Report how many lines in the material below contain the string "body", matching case exactly. Give only the number.

___ SOURCE DATA ___

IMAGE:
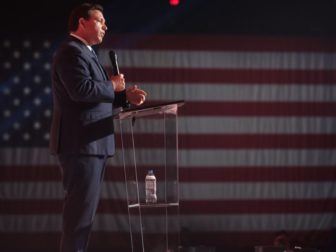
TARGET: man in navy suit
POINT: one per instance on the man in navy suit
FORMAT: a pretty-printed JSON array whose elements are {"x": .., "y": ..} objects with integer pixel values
[{"x": 82, "y": 135}]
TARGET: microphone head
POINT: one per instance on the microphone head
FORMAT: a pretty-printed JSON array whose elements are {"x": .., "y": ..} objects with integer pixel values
[{"x": 114, "y": 62}]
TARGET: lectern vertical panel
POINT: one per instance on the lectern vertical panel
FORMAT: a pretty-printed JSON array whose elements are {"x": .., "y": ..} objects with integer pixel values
[{"x": 153, "y": 226}]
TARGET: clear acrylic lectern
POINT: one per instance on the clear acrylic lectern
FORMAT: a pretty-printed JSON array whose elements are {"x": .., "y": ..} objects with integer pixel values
[{"x": 149, "y": 139}]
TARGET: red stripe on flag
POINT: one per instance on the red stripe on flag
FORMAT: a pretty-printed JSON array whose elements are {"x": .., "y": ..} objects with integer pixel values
[
  {"x": 231, "y": 76},
  {"x": 186, "y": 174},
  {"x": 120, "y": 241},
  {"x": 239, "y": 141},
  {"x": 202, "y": 207},
  {"x": 240, "y": 108},
  {"x": 220, "y": 43}
]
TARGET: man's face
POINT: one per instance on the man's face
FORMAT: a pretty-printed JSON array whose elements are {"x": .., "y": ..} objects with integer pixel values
[{"x": 95, "y": 27}]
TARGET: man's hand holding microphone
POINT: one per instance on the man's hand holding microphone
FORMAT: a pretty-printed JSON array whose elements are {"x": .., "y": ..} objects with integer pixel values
[{"x": 134, "y": 95}]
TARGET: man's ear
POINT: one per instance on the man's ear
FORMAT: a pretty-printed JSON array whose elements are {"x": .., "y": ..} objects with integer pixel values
[{"x": 81, "y": 22}]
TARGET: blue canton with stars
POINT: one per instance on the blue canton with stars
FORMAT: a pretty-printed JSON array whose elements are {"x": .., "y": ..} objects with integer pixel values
[{"x": 25, "y": 92}]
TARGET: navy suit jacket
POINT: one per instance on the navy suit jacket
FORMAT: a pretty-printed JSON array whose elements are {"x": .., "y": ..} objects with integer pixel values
[{"x": 83, "y": 100}]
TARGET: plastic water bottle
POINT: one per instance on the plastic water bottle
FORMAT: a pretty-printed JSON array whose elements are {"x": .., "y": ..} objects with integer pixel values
[{"x": 150, "y": 185}]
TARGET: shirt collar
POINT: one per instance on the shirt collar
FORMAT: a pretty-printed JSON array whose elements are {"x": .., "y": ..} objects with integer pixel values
[{"x": 81, "y": 39}]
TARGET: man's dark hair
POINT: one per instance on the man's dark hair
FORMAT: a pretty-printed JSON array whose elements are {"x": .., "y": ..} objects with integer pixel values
[{"x": 81, "y": 11}]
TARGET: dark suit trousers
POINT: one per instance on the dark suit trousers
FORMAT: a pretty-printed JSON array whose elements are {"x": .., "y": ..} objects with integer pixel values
[{"x": 82, "y": 179}]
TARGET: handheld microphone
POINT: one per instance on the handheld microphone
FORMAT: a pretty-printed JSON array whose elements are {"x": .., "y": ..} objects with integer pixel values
[{"x": 114, "y": 62}]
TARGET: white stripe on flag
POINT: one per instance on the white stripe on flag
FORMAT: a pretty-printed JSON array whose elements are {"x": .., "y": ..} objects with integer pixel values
[
  {"x": 204, "y": 223},
  {"x": 188, "y": 191},
  {"x": 220, "y": 59}
]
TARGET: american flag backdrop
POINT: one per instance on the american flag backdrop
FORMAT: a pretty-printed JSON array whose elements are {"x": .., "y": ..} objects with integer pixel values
[{"x": 257, "y": 139}]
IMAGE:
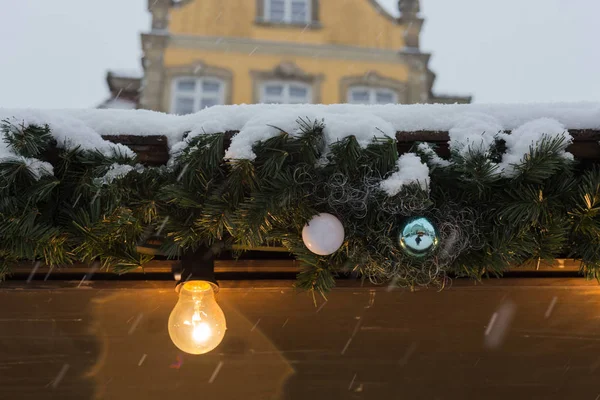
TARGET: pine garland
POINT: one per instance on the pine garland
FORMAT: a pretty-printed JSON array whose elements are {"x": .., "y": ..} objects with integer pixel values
[{"x": 61, "y": 205}]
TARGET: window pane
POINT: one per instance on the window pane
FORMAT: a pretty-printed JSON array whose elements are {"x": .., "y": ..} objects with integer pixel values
[
  {"x": 211, "y": 87},
  {"x": 276, "y": 10},
  {"x": 359, "y": 96},
  {"x": 298, "y": 91},
  {"x": 384, "y": 97},
  {"x": 186, "y": 85},
  {"x": 209, "y": 102},
  {"x": 184, "y": 105},
  {"x": 299, "y": 11},
  {"x": 274, "y": 90}
]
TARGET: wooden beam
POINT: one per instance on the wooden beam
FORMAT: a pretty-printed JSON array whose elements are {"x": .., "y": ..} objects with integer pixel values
[{"x": 154, "y": 151}]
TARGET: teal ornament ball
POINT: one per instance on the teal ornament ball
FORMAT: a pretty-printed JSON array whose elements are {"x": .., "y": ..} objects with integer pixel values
[{"x": 418, "y": 237}]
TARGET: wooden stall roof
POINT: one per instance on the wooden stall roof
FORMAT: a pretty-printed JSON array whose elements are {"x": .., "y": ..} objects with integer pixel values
[{"x": 154, "y": 150}]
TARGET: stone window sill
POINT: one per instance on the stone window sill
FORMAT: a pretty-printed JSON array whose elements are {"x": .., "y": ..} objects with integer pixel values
[{"x": 311, "y": 25}]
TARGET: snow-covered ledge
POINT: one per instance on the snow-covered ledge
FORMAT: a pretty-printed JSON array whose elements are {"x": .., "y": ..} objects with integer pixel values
[{"x": 252, "y": 123}]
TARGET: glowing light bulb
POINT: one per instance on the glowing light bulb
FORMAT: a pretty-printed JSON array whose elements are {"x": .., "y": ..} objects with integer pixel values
[{"x": 197, "y": 323}]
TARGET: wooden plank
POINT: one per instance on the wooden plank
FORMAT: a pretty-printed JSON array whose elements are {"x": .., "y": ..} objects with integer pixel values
[
  {"x": 165, "y": 267},
  {"x": 154, "y": 151},
  {"x": 264, "y": 266}
]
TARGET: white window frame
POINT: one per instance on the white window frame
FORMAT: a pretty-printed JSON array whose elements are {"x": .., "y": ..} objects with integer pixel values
[
  {"x": 287, "y": 14},
  {"x": 285, "y": 96},
  {"x": 197, "y": 95},
  {"x": 372, "y": 94}
]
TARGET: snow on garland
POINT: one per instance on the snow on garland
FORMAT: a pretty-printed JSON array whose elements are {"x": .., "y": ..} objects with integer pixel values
[
  {"x": 410, "y": 171},
  {"x": 499, "y": 200}
]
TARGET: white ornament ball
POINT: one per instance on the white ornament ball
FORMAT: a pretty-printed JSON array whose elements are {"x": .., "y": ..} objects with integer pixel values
[{"x": 324, "y": 234}]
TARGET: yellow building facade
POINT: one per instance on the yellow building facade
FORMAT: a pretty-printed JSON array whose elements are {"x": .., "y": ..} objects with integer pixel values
[{"x": 201, "y": 53}]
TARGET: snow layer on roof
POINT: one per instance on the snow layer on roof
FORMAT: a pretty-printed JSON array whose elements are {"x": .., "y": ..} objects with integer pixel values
[
  {"x": 410, "y": 170},
  {"x": 520, "y": 140},
  {"x": 474, "y": 132},
  {"x": 118, "y": 104},
  {"x": 463, "y": 121}
]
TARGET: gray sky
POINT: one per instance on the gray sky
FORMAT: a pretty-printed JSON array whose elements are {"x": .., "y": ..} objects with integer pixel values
[{"x": 54, "y": 53}]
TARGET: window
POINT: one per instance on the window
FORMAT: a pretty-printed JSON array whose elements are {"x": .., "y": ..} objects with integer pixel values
[
  {"x": 194, "y": 94},
  {"x": 285, "y": 93},
  {"x": 366, "y": 95},
  {"x": 288, "y": 11}
]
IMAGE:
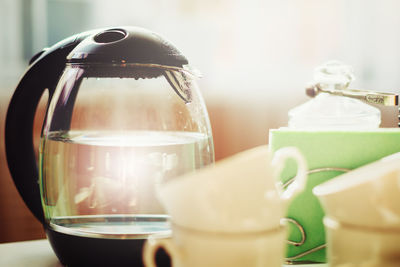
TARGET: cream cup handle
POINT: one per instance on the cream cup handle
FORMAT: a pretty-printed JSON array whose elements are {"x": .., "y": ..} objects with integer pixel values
[
  {"x": 299, "y": 181},
  {"x": 153, "y": 244}
]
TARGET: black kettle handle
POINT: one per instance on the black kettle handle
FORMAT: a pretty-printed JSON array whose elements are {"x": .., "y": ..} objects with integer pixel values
[{"x": 43, "y": 73}]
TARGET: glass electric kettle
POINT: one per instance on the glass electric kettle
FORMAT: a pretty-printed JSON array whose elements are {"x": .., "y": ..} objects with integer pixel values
[{"x": 124, "y": 115}]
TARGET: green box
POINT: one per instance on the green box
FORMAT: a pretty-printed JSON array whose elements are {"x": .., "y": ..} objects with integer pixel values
[{"x": 326, "y": 153}]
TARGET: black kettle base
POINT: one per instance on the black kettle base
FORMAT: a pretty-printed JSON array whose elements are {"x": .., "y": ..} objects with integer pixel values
[{"x": 78, "y": 251}]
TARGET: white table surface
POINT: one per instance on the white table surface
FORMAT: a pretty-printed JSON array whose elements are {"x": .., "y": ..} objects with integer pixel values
[{"x": 38, "y": 253}]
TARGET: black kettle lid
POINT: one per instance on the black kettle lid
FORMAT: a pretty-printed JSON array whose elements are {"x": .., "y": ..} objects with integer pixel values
[{"x": 125, "y": 45}]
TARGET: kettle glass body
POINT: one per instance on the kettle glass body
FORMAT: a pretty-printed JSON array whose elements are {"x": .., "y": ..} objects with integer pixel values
[{"x": 108, "y": 142}]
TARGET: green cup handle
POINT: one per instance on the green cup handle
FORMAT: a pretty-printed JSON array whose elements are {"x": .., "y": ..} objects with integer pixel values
[{"x": 299, "y": 181}]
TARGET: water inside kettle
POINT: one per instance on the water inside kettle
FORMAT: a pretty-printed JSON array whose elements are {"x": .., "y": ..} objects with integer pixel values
[{"x": 102, "y": 184}]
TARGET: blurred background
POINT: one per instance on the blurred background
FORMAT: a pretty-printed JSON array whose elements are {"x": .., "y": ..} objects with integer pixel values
[{"x": 256, "y": 56}]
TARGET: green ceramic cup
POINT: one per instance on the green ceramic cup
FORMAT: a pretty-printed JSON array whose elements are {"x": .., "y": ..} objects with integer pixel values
[{"x": 328, "y": 154}]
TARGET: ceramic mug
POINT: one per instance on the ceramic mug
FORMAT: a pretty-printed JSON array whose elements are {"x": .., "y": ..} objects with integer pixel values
[
  {"x": 239, "y": 194},
  {"x": 229, "y": 214},
  {"x": 194, "y": 248},
  {"x": 362, "y": 221}
]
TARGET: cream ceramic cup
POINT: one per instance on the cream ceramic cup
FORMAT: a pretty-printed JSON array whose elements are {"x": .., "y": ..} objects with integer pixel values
[
  {"x": 229, "y": 214},
  {"x": 367, "y": 196},
  {"x": 362, "y": 221},
  {"x": 193, "y": 248}
]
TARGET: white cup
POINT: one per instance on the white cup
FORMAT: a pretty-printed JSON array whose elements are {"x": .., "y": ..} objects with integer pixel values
[
  {"x": 194, "y": 248},
  {"x": 229, "y": 214},
  {"x": 362, "y": 221},
  {"x": 367, "y": 196}
]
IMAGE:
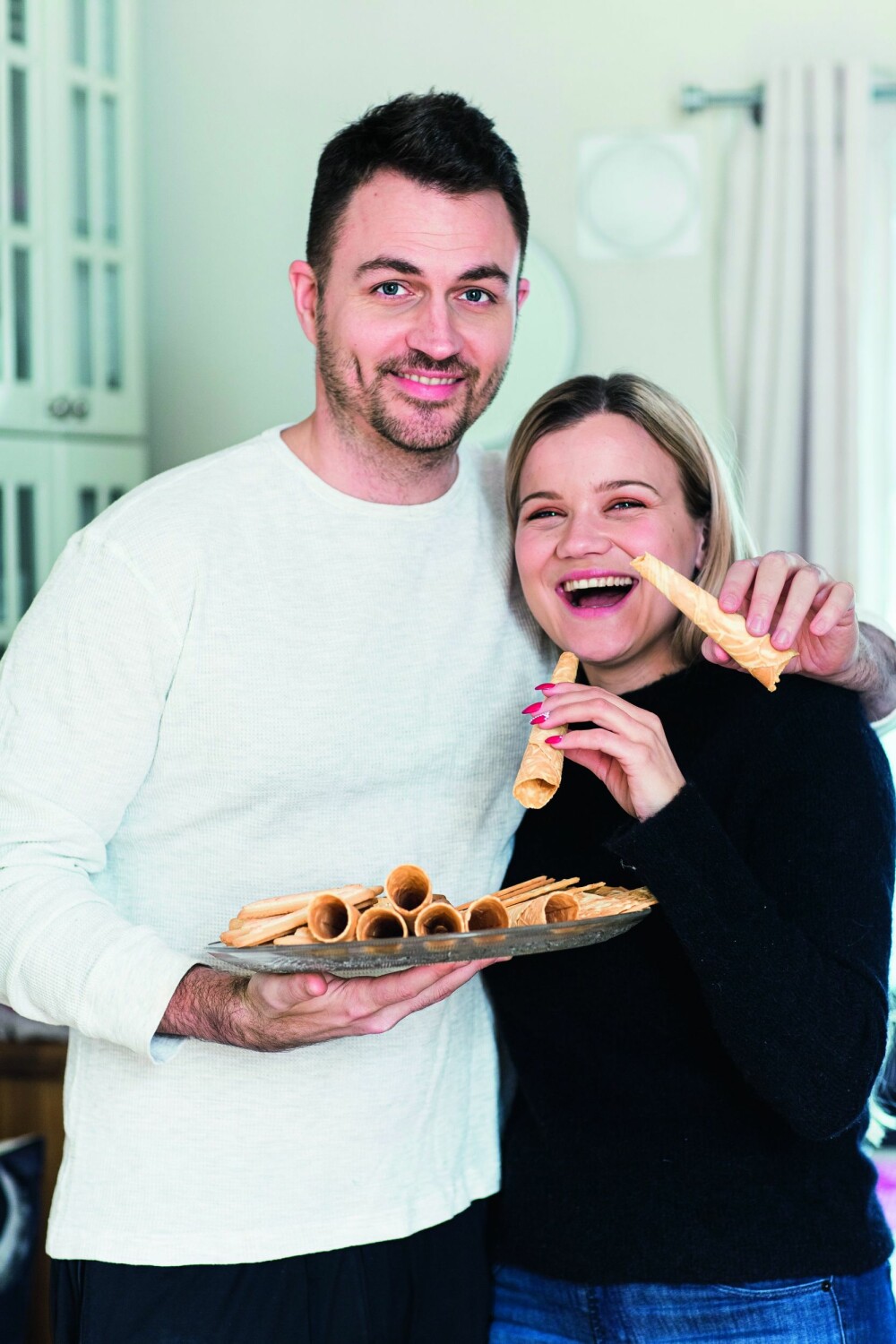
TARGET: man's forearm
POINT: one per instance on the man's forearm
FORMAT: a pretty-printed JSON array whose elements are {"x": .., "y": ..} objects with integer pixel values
[
  {"x": 207, "y": 1005},
  {"x": 874, "y": 672}
]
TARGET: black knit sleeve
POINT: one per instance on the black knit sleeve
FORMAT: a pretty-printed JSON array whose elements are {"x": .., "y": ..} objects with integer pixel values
[{"x": 780, "y": 892}]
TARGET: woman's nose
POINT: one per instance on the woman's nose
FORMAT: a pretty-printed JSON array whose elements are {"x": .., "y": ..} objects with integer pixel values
[{"x": 582, "y": 538}]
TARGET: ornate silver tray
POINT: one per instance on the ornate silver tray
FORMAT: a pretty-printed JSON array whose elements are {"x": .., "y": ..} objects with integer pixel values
[{"x": 381, "y": 954}]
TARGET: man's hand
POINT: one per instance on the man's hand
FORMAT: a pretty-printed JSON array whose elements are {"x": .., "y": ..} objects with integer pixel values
[
  {"x": 281, "y": 1012},
  {"x": 798, "y": 605}
]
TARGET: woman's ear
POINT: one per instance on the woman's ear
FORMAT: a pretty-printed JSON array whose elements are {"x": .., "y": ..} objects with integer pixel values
[{"x": 702, "y": 547}]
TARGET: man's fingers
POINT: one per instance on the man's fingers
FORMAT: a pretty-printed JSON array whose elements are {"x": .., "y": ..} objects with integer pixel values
[
  {"x": 831, "y": 607},
  {"x": 737, "y": 585},
  {"x": 280, "y": 994}
]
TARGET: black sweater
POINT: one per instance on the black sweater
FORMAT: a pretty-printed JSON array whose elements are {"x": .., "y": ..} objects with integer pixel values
[{"x": 692, "y": 1094}]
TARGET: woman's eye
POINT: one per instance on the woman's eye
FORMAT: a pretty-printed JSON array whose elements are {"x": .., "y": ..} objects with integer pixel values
[{"x": 392, "y": 289}]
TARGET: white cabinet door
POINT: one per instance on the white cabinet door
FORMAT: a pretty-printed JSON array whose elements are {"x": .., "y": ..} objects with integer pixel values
[
  {"x": 27, "y": 547},
  {"x": 89, "y": 478},
  {"x": 23, "y": 212},
  {"x": 70, "y": 322},
  {"x": 94, "y": 336}
]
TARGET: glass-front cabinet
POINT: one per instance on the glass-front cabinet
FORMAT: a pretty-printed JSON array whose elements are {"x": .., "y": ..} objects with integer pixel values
[{"x": 72, "y": 394}]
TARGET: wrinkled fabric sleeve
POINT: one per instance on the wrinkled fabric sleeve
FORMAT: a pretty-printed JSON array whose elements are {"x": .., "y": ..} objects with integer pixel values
[{"x": 82, "y": 693}]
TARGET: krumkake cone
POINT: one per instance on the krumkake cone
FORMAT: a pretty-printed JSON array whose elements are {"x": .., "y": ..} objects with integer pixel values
[
  {"x": 438, "y": 917},
  {"x": 381, "y": 921},
  {"x": 555, "y": 908},
  {"x": 409, "y": 890},
  {"x": 538, "y": 774},
  {"x": 728, "y": 629},
  {"x": 487, "y": 913}
]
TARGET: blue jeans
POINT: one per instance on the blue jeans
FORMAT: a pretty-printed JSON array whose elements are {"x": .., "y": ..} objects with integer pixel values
[{"x": 530, "y": 1309}]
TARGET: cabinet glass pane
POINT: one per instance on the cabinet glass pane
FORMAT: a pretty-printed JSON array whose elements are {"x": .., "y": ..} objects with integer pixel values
[
  {"x": 80, "y": 167},
  {"x": 109, "y": 35},
  {"x": 83, "y": 325},
  {"x": 18, "y": 31},
  {"x": 22, "y": 312},
  {"x": 109, "y": 113},
  {"x": 19, "y": 144},
  {"x": 3, "y": 558},
  {"x": 78, "y": 21},
  {"x": 27, "y": 546},
  {"x": 88, "y": 505},
  {"x": 113, "y": 328}
]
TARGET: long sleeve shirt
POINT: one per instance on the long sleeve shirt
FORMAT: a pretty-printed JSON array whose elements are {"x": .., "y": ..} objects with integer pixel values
[{"x": 241, "y": 683}]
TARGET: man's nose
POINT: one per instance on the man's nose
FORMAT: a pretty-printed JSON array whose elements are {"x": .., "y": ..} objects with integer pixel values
[{"x": 435, "y": 332}]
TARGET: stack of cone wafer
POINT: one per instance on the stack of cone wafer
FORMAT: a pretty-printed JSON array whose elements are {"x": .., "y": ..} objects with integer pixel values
[{"x": 410, "y": 909}]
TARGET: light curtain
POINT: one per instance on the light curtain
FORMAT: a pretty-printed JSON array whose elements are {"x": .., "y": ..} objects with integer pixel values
[{"x": 804, "y": 252}]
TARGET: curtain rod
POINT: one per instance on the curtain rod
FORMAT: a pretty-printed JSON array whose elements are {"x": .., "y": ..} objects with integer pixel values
[{"x": 694, "y": 99}]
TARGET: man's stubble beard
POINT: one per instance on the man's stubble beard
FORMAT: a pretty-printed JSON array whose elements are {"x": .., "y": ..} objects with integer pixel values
[{"x": 349, "y": 400}]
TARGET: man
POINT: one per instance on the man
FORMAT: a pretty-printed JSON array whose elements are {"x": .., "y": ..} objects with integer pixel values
[{"x": 281, "y": 667}]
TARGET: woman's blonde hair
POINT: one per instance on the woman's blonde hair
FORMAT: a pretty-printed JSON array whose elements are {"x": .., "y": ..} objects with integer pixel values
[{"x": 707, "y": 491}]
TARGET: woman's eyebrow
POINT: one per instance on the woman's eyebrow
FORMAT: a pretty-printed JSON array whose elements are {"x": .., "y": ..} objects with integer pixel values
[{"x": 619, "y": 486}]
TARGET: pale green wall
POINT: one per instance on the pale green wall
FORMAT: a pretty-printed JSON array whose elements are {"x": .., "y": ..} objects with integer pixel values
[{"x": 239, "y": 97}]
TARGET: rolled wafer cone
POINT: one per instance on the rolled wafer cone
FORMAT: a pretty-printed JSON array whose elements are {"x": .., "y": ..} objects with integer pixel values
[
  {"x": 438, "y": 917},
  {"x": 333, "y": 917},
  {"x": 487, "y": 913},
  {"x": 554, "y": 908},
  {"x": 300, "y": 900},
  {"x": 409, "y": 890},
  {"x": 293, "y": 940},
  {"x": 538, "y": 774},
  {"x": 381, "y": 921},
  {"x": 728, "y": 629},
  {"x": 255, "y": 932}
]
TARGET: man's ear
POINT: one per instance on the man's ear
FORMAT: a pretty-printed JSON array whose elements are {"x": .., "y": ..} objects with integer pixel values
[{"x": 306, "y": 296}]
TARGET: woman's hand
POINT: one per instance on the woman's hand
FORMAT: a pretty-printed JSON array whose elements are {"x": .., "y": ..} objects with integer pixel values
[{"x": 626, "y": 749}]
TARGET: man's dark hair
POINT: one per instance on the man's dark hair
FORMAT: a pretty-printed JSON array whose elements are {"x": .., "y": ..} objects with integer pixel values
[{"x": 435, "y": 139}]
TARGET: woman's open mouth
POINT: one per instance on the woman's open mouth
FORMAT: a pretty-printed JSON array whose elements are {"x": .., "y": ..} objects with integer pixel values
[{"x": 592, "y": 596}]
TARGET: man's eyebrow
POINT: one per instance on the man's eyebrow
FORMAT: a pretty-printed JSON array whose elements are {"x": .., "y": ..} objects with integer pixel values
[
  {"x": 408, "y": 268},
  {"x": 490, "y": 271},
  {"x": 403, "y": 268}
]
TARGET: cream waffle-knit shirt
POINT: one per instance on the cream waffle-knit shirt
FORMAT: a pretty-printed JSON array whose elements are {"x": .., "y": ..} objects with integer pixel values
[{"x": 239, "y": 682}]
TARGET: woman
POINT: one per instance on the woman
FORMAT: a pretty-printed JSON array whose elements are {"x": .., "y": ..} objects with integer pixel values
[{"x": 683, "y": 1155}]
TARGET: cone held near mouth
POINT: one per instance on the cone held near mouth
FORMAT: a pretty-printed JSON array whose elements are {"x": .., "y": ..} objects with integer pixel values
[{"x": 728, "y": 629}]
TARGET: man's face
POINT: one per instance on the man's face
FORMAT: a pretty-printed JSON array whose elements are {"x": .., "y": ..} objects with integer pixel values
[{"x": 417, "y": 320}]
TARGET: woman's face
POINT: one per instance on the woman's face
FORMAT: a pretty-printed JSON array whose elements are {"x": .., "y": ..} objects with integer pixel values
[{"x": 594, "y": 496}]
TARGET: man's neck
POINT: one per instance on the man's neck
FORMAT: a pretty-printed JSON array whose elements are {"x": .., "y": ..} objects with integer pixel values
[{"x": 370, "y": 470}]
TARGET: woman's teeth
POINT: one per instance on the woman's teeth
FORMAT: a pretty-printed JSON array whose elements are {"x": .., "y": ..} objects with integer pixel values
[{"x": 610, "y": 581}]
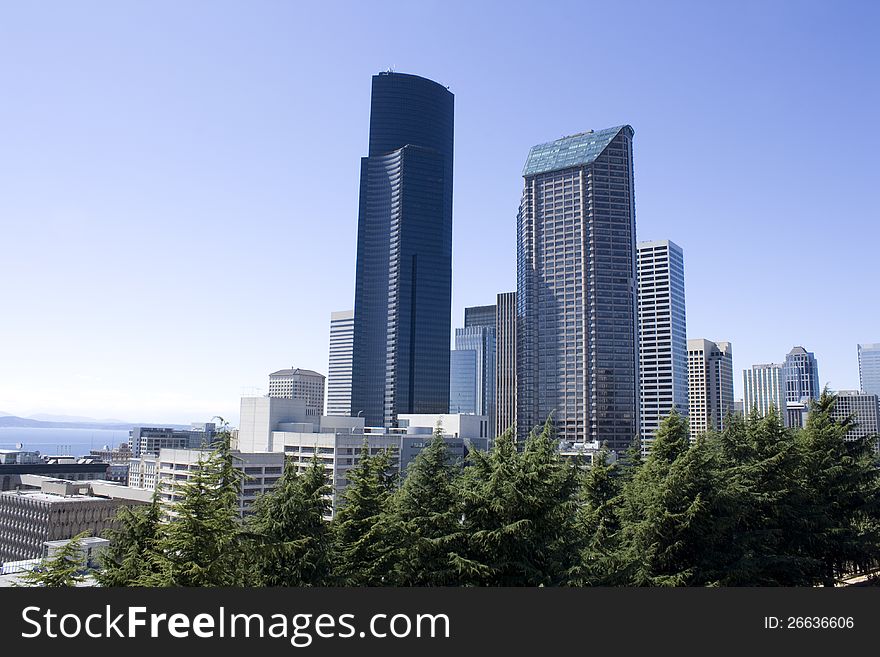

___

- _FINISHED EXERCISE_
2